A "quick stick" now widely sold in Vietnam is advertised as being able to tell an embryo's gender by testing the mother's urine. Photo courtesy of Tuoi Tre
The Vietnamese government has banned hospitals from revealing the sex of fetuses to prevent increasing female feticide, but a new gender test stick is being illegally and freely sold outside hospitals in major cities .
Online advertisements say the sticks are brought back from the US and France as personal luggage as they are not allowed in Vietnam. They claim the sticks can tell the gender of the fetus as early as the sixth week with at least 90 percent accuracy.
The sticks are being sold online and on the streets for around VND1 million (US$48) each, but there are offers of close to 50 percent discounts for orders of 30 or more.
Vendors say the stick works simply. The mother-to-be needs to put a few drops of her urine in the morning on the stick. In about five minutes, it changes color; it turns blue if the fetus is a boy and pink if it is a girl.
Linh, a vendor in front of Tu Du Hospital, the leading obstetrics facility in Ho Chi Minh City, said, "You don't need a discreet exam or wait until delivery to know if your baby is a boy or girl.
"Those who want a boy can also know the gender early to decide to keep or abort the baby."
Hopefully, the stick will not trigger a spate of abortions, doctors say, noting that several women have been talking about how inaccurate it is. They also suspect that the stick is some dubious product smuggled in from China instead of Western countries as claimed.

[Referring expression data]
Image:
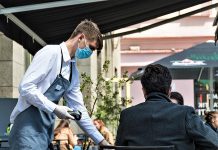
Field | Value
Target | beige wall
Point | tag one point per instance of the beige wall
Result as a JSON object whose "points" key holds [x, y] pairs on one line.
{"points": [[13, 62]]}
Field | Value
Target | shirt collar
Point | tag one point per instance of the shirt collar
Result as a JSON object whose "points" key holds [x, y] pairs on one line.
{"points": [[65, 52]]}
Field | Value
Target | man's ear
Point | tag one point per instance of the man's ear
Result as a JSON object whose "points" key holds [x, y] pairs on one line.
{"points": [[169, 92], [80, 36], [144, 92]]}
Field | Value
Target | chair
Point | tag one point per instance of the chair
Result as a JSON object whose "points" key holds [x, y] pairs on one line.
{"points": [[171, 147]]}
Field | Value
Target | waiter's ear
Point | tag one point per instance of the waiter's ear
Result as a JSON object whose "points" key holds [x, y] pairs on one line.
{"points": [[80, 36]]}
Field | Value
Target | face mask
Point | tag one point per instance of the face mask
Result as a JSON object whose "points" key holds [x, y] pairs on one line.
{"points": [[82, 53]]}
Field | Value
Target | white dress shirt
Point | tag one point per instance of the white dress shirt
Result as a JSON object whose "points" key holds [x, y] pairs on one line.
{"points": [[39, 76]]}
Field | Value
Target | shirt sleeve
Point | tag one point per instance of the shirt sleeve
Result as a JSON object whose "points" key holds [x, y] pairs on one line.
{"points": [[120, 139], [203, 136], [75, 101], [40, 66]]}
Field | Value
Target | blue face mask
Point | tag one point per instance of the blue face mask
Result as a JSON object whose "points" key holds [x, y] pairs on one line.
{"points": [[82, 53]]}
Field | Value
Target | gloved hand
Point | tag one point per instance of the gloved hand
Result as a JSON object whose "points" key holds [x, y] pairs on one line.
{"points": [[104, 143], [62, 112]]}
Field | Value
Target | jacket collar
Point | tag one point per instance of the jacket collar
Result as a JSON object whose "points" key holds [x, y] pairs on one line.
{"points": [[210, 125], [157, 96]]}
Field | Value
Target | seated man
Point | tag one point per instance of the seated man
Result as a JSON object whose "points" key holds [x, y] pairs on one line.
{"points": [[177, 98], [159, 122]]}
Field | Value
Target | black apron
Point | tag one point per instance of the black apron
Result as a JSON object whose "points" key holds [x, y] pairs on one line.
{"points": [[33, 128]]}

* * *

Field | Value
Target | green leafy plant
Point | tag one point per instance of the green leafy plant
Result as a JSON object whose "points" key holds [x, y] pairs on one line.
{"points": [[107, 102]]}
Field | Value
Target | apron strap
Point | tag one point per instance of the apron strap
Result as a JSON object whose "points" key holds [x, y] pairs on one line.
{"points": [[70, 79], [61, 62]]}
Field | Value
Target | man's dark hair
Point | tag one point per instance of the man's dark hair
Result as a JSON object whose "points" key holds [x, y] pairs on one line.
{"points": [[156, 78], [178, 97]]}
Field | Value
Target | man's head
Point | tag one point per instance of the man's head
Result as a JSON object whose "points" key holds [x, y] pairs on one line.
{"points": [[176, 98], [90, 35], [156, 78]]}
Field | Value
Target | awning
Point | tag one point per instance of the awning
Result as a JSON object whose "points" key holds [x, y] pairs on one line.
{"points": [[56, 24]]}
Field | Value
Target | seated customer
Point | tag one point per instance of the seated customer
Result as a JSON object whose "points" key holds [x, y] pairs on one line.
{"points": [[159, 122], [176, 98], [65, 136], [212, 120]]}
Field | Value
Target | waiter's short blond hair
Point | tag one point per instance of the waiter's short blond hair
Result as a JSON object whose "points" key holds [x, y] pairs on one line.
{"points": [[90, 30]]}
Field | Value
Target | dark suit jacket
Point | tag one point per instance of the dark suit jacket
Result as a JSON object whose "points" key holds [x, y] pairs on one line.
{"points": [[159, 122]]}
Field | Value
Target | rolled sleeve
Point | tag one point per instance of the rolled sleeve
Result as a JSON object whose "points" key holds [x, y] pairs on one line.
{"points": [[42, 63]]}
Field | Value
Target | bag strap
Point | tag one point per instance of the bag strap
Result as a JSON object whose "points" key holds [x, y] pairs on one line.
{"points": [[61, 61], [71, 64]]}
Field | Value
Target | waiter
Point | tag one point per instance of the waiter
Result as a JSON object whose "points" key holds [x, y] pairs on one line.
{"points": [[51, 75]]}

→ **Exercise 1**:
Could you write out the part of the gender test stick article starting with "Online advertisements say" and going on through "90 percent accuracy."?
→ **Exercise 2**:
Which countries does the gender test stick article name?
→ **Exercise 3**:
Can you continue the gender test stick article from where it stops?

→ **Task response 1**:
Online advertisements say the sticks are brought back from the US and France as personal luggage as they are not allowed in Vietnam. They claim the sticks can tell the gender of the fetus as early as the sixth week with at least 90 percent accuracy.

→ **Task response 2**:
Vietnam, the US, France, China

→ **Task response 3**:
Nguyen Thi Ha in HCMC said she used the stick one week before birth and its window turned pink, but now she has a son.
Intelligender and Gendermaker are two brands of sticks available on the market, and it appears that they give out different results.
Nguyen Hanh, another Ho Chi Minh City resident, said he and his wife have a daughter and they want a son.
They tested their baby's gender recently when the embryo was seven weeks old, and one stick said it would be a boy. Three days later, another stick said it was a girl.
Doctors say the stick cannot be very reliable as the mother's urine cannot indicate the baby's gender accurately.
Dr. Le Thi Thu Ha of Tu Du Hospital said Pre-implantation Genetic Diagnosis is the test that can help know the baby's gender at the earliest.
It is performed on couples with some diseases they suspect they can pass on to the children, and help them choose the baby's gender to reduce the risks. For instance, some diseases are only passed down by the mother to her son.
Parents need to be qualified for the test, which is done only on babies conceived by IVF.
With babies conceived normally, doctors say chorionic villus sampling, or tests on the placental tissues, can also tell the gender at ten or 12 weeks, but hospitals in Vietnam are only allowed to conduct the tests on mothers adjudged as being at risk of delivering babies with congenital diseases.
The two methods, besides ultrasound scans, are the official methods for prenatal sex discernment, although many countries limit their use merely for gender selection.
There are no official documents featuring the use of the quick stick, or about its use being approved.
The quick stick has only made news in Vietnam this year.
Health inspectors from HCMC have said they are going to track down those responsible for the sale of the sticks and mete out due punishment.
Vietnam does not outlaw abortions, but sex-selective abortions are illegal. Experts have warned that the traditional preference for sons in a patriarchal society has already skewed the gender ratio at birth, and is likely to create a serious gender imbalance in the country.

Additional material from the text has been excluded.